Exercises to complete:
1 – Change "floor reflection" to "window reflection" in the entries that come after the article on the Jacksonville Jaguars' draft approach, and give those entries again with nothing else altered.
2 – Carry on the article on the Jacksonville Jaguars' draft approach, picking up after its final sentence.

The reports are blasted out almost hourly in the final run-up to the NFL Draft.
A guard visited the Cincinnati Bengals and New York Giants. A defensive tackle was headed to Charlotte, N.C., and Denver to meet with the Panthers and Broncos, respectively. And a defensive end spent a day apiece with the Atlanta Falcons and Houston Texans.
Teams around the league are taking advantage of their “top 30,” visits, which allows them to host up to 30 prospects to cross final T’s and dot final I’s.
The Jacksonville Jaguars are doing the same … albeit with a different approach. They are not doing top 30 visits. They are doing video conferences with prospects. And they don’t concentrate on sending assistant coaches around the country for on-campus workouts.
The Jaguars Way will be on display when they start the draft with 11 picks (none until No. 56 in the second round).
Instead of spending hours with a prospect, the Jaguars are talking to myriad people in the player’s orbit. And instead of traveling to Pro Days, the Jaguars are spending their time grinding on video and having multiple discussions about said player.
“At the end of the day, we are doing everything we can to understand who these players are and how they fit, starting with the film and how they play the game of football, which is what we’re asking them to do,” executive vice president of football operations Tony Boselli said.
Keeping coaches at home
There is no right way to prepare for a draft. Let’s get that out of the way. Thirty-two teams, 32 approaches.
The Jaguars did not send their top decision makers or any assistant coaches to the scouting combine in Indianapolis. You won’t see them at a school’s Pro Day, either.
“Before we hired James, (owner) Shad (Khan) was very clear in saying, ‘We want to be forward thinking and innovative and we don’t want to stand still in how we approach things,’” Boselli said. “That is James’ approach to a T.”
Gladstone said he is “open” to sending a position coach on the road to work out a player.
But …
“One of the things that I’m really mindful of, though, is trying to keep our coaches in a controlled environment so they can focus their attention on the things we feel like they need to prioritize the most,” Gladstone said. “Sometimes (sending a coach on the road) can impact their rhythm and focus on some of the things we feel like are most (important).”
Translation: Why send a position coach on a 24-hour road trip to work out one player when they can do background work on the prospect by calling those around him and maybe do a video conference with multiple prospects in the same day?

Provided records:
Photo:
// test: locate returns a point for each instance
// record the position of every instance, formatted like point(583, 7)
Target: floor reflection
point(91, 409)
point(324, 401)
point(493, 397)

Set of answers:
1 –
Photo:
// test: locate returns a point for each instance
// record the position of every instance, formatted like point(583, 7)
Target: window reflection
point(91, 409)
point(324, 401)
point(493, 397)

2 –
How players are graded
Gladstone arrived from the Los Angeles Rams’ organization on the eve of the February 2025 combine and for most new general managers, their initial draft process is equal parts surviving and thriving. Survive having to connect two ways of executing a draft, but still thriving despite that challenge.
Has Gladstone been able to introduce his grading scale?
“Last year, we were translating and this year, we evolved the grading scale in a collaborative way,” he said. “It wasn’t something where I just said, ‘This is my way of doing it.’ It was a mesh of what I was familiar with and what was already in place.”
So the Jaguars’ grading process is a combination of BG (Before Gladstone) and AG (After Gladstone)?
“We have morphed things into our current mode of operation that does not mirror either of the two that existed previously, my own experience and anybody with the Jaguars,” Gladstone said.
The Jaguars don’t apply a round grade to a player.
“No, because players in the NFL aren’t anything other than ‘starter’ and ‘contributor,’ so we’re within the scope of that,” Gladstone said.
The Jaguars don’t have a set-in-permanent-ink approach to the combine and draft. This is merely the strategy they are using this year.
“We’ll have after-action reports (post-draft) and evaluate everything we did during this process and sit down as an organization and leadership team just like did after the season,” Boselli said. “What it looks like next year? No telling. No different than Year 1 to Year 2 on the field, we will always be evolving, learning and trying to get better.”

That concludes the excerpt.